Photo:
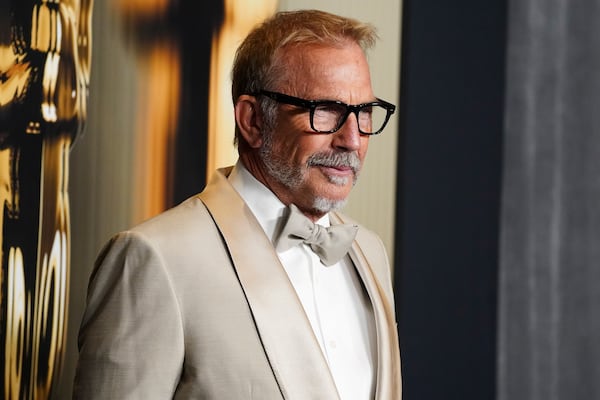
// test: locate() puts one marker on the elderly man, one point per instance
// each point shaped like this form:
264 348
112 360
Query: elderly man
257 288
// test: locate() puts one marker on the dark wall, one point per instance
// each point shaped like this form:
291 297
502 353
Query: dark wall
451 112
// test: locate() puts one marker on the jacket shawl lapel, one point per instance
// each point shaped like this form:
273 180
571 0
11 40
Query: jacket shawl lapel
285 331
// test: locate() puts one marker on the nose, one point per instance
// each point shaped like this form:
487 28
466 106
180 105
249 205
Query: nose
348 137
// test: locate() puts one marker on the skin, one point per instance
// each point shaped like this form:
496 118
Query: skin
312 72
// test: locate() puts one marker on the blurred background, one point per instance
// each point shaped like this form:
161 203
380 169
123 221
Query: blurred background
484 187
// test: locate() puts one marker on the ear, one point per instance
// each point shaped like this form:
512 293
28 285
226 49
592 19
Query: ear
249 120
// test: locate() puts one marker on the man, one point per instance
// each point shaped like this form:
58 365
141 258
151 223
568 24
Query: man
209 299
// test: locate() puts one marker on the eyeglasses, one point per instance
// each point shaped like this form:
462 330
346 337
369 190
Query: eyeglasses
328 116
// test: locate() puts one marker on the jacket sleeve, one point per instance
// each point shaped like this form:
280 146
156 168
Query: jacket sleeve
132 323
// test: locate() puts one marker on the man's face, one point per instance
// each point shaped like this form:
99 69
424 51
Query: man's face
316 171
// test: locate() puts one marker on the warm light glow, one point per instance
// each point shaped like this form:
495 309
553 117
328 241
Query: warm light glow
156 128
240 17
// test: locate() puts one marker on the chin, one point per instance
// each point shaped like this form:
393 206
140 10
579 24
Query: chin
325 205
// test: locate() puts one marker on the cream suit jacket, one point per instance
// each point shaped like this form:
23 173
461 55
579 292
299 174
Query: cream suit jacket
195 304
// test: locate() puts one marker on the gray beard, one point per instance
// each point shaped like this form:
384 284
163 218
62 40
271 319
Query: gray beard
292 178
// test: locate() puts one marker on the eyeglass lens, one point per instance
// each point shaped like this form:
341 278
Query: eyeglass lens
329 117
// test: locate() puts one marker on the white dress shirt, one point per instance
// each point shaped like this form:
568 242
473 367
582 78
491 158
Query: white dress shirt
333 297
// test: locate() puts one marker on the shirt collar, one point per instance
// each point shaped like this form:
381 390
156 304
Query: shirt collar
265 206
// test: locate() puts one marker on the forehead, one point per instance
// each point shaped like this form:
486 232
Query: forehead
325 71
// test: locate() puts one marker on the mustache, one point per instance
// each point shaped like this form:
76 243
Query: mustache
348 160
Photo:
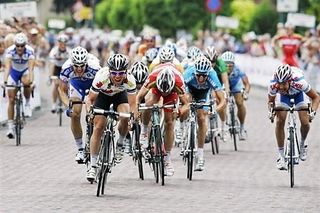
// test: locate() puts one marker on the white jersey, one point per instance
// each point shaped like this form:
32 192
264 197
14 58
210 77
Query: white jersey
102 83
297 84
67 72
18 63
58 57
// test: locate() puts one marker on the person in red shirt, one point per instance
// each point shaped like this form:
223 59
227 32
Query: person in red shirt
290 44
164 81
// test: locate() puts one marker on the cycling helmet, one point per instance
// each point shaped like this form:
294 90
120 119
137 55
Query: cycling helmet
118 62
63 38
140 72
166 54
151 54
228 56
211 53
79 55
20 38
202 65
193 53
283 73
165 80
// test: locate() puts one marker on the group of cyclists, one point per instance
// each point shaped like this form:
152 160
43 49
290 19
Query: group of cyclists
154 75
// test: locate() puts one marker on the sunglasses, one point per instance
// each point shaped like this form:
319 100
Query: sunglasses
20 45
115 73
79 65
201 75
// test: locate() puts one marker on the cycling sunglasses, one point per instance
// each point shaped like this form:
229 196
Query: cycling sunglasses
79 65
119 73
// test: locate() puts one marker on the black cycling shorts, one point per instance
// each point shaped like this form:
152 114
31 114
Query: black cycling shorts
104 101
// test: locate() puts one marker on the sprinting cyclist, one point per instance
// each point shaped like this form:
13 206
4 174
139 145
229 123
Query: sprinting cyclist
19 65
112 85
58 55
239 87
221 69
289 82
200 80
75 78
164 81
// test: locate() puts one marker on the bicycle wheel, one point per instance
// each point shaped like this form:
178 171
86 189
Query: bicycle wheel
159 155
18 123
103 163
190 150
213 127
291 154
137 149
233 128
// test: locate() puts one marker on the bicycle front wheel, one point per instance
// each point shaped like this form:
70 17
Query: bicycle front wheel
291 159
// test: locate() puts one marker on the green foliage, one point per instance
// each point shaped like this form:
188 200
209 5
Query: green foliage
265 18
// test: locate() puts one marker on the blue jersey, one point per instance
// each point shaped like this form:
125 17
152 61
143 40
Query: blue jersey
235 79
20 63
191 80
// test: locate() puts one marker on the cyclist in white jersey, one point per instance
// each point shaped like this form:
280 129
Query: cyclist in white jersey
112 85
288 82
19 65
76 77
58 55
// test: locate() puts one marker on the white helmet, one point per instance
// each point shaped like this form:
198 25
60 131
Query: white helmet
202 65
211 53
79 55
20 38
63 38
118 62
151 54
166 54
283 73
140 72
166 80
193 53
228 56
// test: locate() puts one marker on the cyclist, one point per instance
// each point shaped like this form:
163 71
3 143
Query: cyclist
200 80
193 54
289 82
150 55
112 85
19 65
164 81
239 87
76 77
166 54
58 55
221 69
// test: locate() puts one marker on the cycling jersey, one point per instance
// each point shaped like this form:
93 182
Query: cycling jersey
297 84
178 89
20 64
79 84
290 46
102 83
235 80
58 57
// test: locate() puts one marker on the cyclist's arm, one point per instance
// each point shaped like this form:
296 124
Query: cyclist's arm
31 64
219 94
141 94
63 91
7 69
246 84
315 98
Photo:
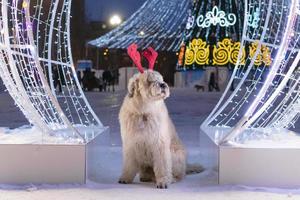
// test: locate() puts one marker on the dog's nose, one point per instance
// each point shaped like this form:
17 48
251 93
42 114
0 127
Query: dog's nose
163 85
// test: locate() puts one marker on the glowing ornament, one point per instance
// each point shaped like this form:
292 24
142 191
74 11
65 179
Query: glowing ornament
36 58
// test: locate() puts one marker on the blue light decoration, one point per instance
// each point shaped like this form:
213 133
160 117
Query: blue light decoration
253 18
35 47
212 34
266 99
158 23
215 17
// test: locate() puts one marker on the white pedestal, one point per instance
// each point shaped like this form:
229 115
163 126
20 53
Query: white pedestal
47 164
265 167
256 166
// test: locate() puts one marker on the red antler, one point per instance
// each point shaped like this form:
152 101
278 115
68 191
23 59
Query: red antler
135 56
150 54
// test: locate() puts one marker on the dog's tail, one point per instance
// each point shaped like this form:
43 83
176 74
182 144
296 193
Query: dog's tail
194 169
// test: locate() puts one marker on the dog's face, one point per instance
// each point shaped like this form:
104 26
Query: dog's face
149 85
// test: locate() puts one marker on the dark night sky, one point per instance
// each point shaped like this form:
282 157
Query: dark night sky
101 10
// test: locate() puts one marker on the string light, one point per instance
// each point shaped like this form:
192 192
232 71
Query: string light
265 98
34 50
162 21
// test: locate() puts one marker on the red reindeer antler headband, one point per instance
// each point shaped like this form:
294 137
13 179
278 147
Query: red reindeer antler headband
150 54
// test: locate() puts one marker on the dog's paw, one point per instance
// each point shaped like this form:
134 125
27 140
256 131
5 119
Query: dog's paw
145 179
162 185
124 181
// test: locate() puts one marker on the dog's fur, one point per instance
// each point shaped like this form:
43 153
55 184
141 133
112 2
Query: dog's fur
199 87
151 146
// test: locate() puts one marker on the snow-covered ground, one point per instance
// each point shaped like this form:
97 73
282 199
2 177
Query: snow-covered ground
188 109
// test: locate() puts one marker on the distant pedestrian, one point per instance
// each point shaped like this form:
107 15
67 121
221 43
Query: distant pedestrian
212 83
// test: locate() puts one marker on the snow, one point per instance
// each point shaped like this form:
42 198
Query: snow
187 109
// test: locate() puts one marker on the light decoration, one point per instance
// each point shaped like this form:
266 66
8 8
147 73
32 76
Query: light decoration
215 17
253 18
265 99
35 48
158 23
115 20
224 53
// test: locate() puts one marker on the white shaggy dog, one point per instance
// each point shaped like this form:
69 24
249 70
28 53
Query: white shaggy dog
151 146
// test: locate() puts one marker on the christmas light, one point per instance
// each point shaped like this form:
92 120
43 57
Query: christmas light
158 23
35 58
265 98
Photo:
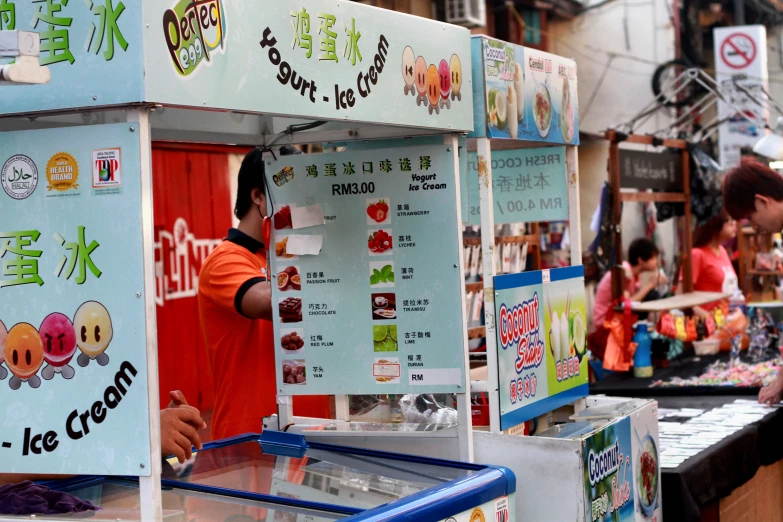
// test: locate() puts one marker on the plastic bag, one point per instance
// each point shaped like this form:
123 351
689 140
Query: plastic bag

○ ○ ○

## GOAL
Emit the lines from the line containing "headband, one point per instance" to the final line of the material, inclusive, exactly as written; pictures are excluded.

## EXERCISE SOLUTION
// test: locate() puts one marker on the red reindeer antler headband, one point per instance
// each point shaped like this form:
294 137
13 179
278 147
Query: red reindeer antler headband
150 54
// test: locate() puts one marker on the dog's paw, one point per instance
// each point shaped like this form:
134 125
27 140
256 131
5 119
Query: dog's paw
145 179
162 185
124 181
// test: locate() puts one marker on the dog's fur, one point per instance
// each point shaped like this form:
43 153
55 184
141 133
112 2
Query: dog's fur
199 87
151 146
// test: locate() puts one marker on the snow-covered ground, one point per instance
// each point shaped like this form:
97 73
282 199
2 177
Query: snow-covered ground
188 109
// test: locate() puts one marker on the distant pedestrian, one point per instance
// each point shaped like this form:
107 15
67 121
221 43
Query: distant pedestrian
212 83
// test: locate() puts one marker on the snow, one point per instance
// each point shaped like this form:
42 198
Query: snow
187 109
// test: locate() puts one marker on the light decoration, one point per instance
// each point shaped like this form:
266 66
8 8
147 73
32 76
Query: light decoration
215 17
253 18
265 99
35 48
158 23
115 20
224 53
// test: locate() puts one marker on the white shaggy dog, one point per instance
// each point shaped like this form:
69 24
249 70
28 53
Query: white shaggy dog
151 146
// test: locate() puts one marker on the christmas light, one point per instance
// each point shaped like this form:
92 120
43 57
Query: christmas light
158 23
35 58
265 98
Photo:
// test: locate() puts one marker on the plastic bag, one point per instance
// each point shaped like this form:
123 351
689 140
Query: plastic bag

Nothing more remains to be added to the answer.